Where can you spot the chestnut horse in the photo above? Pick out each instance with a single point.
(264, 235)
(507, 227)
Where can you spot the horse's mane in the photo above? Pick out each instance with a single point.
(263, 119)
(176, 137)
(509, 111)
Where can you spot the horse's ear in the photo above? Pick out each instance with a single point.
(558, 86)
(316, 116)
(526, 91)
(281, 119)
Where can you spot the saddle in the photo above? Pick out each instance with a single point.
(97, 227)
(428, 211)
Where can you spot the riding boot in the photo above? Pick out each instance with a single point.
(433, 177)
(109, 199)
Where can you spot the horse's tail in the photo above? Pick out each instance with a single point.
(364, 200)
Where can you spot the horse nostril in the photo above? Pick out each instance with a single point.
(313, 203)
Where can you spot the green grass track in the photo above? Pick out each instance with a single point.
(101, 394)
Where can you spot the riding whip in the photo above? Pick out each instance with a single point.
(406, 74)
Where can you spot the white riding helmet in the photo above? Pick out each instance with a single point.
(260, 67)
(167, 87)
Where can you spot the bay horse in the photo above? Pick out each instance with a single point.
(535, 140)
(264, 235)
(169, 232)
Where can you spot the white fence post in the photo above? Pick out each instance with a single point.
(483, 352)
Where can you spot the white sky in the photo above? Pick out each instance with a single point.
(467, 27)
----
What is being asked:
All of the data above should be reproduced word for word.

Reply:
Where can you spot the chestnut horse in the photo above? Pick out each instance with a single point.
(264, 235)
(507, 227)
Where can you spot the horse's mane in the photo above? Pick out each instance with a single point.
(263, 119)
(176, 137)
(509, 111)
Where can you spot the horse's ear in the photo above? Pick out each instance with a single point.
(558, 86)
(316, 116)
(526, 91)
(281, 119)
Where can you spot the saddle in the photo above? Pick out each instance with a single point.
(97, 227)
(428, 211)
Where can you spot the riding boot in the photo above? Pick out each instance with a single point.
(433, 177)
(109, 199)
Where can you spot the horse's tail in the photo above? Pick out each instance with a single point.
(364, 200)
Where can you spot the horse nostril in the photo above? Pick out each instance with a single point.
(313, 203)
Where can you spot the green grass track in the photo above? Pick out each instance with a single point.
(101, 394)
Where can you spot the riding whip in the photo above? Pick out each instance with a single point.
(406, 74)
Where can you spot the white riding helmet in the photo above? Pick out each instance with a single point.
(260, 67)
(167, 87)
Where can you spot the bay horse in the photo above? Pick out each instance with a single point.
(535, 140)
(264, 235)
(169, 232)
Where can you spot the white fence post in the photo above? Pick out each instance with a single point.
(483, 352)
Where can you spot the white sky in the photo above? Pick out each instance with a single point.
(467, 27)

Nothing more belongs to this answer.